Material untersuchen ▸
a) Schreiben Sie aus dem Text über die Syphilis den Teil wortgetreu ab, der mit den Worten „Schon der entsetzliche“ einsetzt und mit „musste er büßen.“ schließt.
b) Führen Sie den Text über die Syphilis im Anschluss an seinen letzten Satz weiter.

Gezeigter Abschnitt ▸
######

Schon der entsetzliche Verlauf der Syphilis war schlimm, aber verunsichernd war auch, dass niemand vor ihr sicher schien. Erst am 3. März 1905 gelang es zwei Berliner Forschern den Krankheitserreger zu entdecken. Autorin: Christiane Neukirch
Einer ist immer der Schuldige. Er zum Beispiel war selbst schuld an seinem Leiden: Syphilus, ein Hirte aus der Neuen Welt. Hatte er doch dem Sonnengott nicht gehuldigt! Weil er dessen Hitze nicht ertragen konnte, hatte er sich einen neuen Gott gesucht und viele Mitmenschen zum neuen Glauben bekehrt. Dafür musste er büßen.
Schlimm wird ihm der Leib zerfressen
Der Sonnengott strafte ihn für diesen Treuebruch mit einer schrecklichen Krankheit:
"Syphilus packt sie als ersten. Schlimm wird ihm der Leib zerfressen
von gar garstigen Geschwüren. Schmerzend reißt es in den Gliedern,
seine Nächte flieht der Schlaf. Und nach ihm benennt die Menschheit
heute noch die gleiche Seuche.

######

[Gesammelte Dateneinträge]

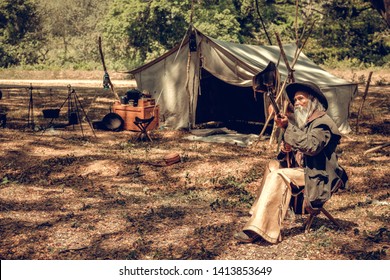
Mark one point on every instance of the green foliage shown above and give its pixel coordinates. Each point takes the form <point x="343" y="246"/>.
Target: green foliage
<point x="53" y="34"/>
<point x="19" y="33"/>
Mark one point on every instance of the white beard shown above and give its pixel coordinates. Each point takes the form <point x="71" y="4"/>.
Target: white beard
<point x="301" y="114"/>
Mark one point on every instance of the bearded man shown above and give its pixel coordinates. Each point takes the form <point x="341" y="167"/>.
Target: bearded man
<point x="313" y="138"/>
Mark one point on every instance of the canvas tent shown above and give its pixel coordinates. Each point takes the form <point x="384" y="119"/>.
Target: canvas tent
<point x="203" y="79"/>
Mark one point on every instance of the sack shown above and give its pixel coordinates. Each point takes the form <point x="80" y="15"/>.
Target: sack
<point x="297" y="201"/>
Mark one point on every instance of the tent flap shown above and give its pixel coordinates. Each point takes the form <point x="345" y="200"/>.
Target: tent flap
<point x="177" y="78"/>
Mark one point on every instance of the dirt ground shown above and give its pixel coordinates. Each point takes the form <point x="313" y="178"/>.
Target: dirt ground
<point x="66" y="193"/>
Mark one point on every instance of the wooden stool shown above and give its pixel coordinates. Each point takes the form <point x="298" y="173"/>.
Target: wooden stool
<point x="315" y="212"/>
<point x="143" y="124"/>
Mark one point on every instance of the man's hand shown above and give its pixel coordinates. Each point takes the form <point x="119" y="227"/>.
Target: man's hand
<point x="281" y="121"/>
<point x="286" y="148"/>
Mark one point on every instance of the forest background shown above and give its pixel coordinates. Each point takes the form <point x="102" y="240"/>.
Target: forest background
<point x="53" y="35"/>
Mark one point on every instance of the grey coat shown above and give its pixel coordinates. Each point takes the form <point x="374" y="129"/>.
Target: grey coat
<point x="317" y="142"/>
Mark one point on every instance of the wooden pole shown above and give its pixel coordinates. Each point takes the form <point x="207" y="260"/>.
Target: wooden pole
<point x="105" y="69"/>
<point x="363" y="100"/>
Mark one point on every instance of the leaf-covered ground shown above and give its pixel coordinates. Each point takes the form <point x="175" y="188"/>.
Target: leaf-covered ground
<point x="66" y="194"/>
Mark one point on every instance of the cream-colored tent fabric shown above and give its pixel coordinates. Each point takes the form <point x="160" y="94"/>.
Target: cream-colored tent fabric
<point x="174" y="79"/>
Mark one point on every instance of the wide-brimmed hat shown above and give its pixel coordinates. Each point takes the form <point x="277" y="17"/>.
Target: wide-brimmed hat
<point x="308" y="87"/>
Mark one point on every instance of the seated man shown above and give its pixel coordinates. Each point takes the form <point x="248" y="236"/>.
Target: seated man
<point x="314" y="137"/>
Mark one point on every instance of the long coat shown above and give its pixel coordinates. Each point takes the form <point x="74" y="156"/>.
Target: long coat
<point x="317" y="142"/>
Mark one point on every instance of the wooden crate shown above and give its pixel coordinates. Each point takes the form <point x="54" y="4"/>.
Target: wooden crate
<point x="128" y="114"/>
<point x="144" y="102"/>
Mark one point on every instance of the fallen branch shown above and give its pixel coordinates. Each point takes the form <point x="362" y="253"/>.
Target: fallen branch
<point x="363" y="100"/>
<point x="376" y="148"/>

######

Ergebnisse der Reihe ▸
a)
Schon der entsetzliche Verlauf der Syphilis war schlimm, aber verunsichernd war auch, dass niemand vor ihr sicher schien. Erst am 3. März 1905 gelang es zwei Berliner Forschern den Krankheitserreger zu entdecken. Autorin: Christiane Neukirch
Einer ist immer der Schuldige. Er zum Beispiel war selbst schuld an seinem Leiden: Syphilus, ein Hirte aus der Neuen Welt. Hatte er doch dem Sonnengott nicht gehuldigt! Weil er dessen Hitze nicht ertragen konnte, hatte er sich einen neuen Gott gesucht und viele Mitmenschen zum neuen Glauben bekehrt. Dafür musste er büßen.

b)
Es empfängt von ihm die Krankheit nun den Namen: Syphilis."
So lautet jedenfalls die Theorie des Dichters und Arztes Girolamo Fracastoro, der im Jahr 1530 ein Buch in Versen über die Herkunft der Syphilis schrieb. Die Krankheit war 1495 in Neapel aufgetreten, hatte dort entsetzlich gehaust und hatte sich rasch nach Norden hinauf über ganz Europa ausgebreitet; streckenweise mit einer Geschwindigkeit von 50 Kilometern pro Woche.
Die Ausbreitung der Krankheit konnte man gut beobachten, denn sie lässt sich kaum verheimlichen. Zwar beginnt sie mit einzelnen Geschwüren an den Geschlechtsteilen; doch bald ist der ganze Körper befallen, schließlich auch der Geist; die Kranken verfallen dem Wahn- und dann dem Stumpfsinn - bis der Tod sie erlöst.
Jemand muss schuld sein an dem Elend. Und man findet ihn immer. Wenn auch nicht übereinstimmend denselben. Manche machen die Planeten verantwortlich: „Der gute Jupiter unterlag den bösen Planeten Saturn und Mars“, heißt es in der sogenannten Miasma-Theorie; das Zeichen des Skorpions, dem die Geschlechtsteile untergeben seien, erkläre, weshalb die Genitalien der erste Angriffspunkt der neuen Krankheit waren. Ein anderer Schuldiger findet sich in Kolumbus, dem Entdecker der Neuen Welt, dem man zur Last legt, die Krankheit vom anderen Kontinent mitgebracht zu haben. Dann Landsknechte, Vagabunden, Prostituierte: Sie werden angeprangert, sie seien ihrer Unzucht wegen von Gott mit dieser Krankheit bestraft worden.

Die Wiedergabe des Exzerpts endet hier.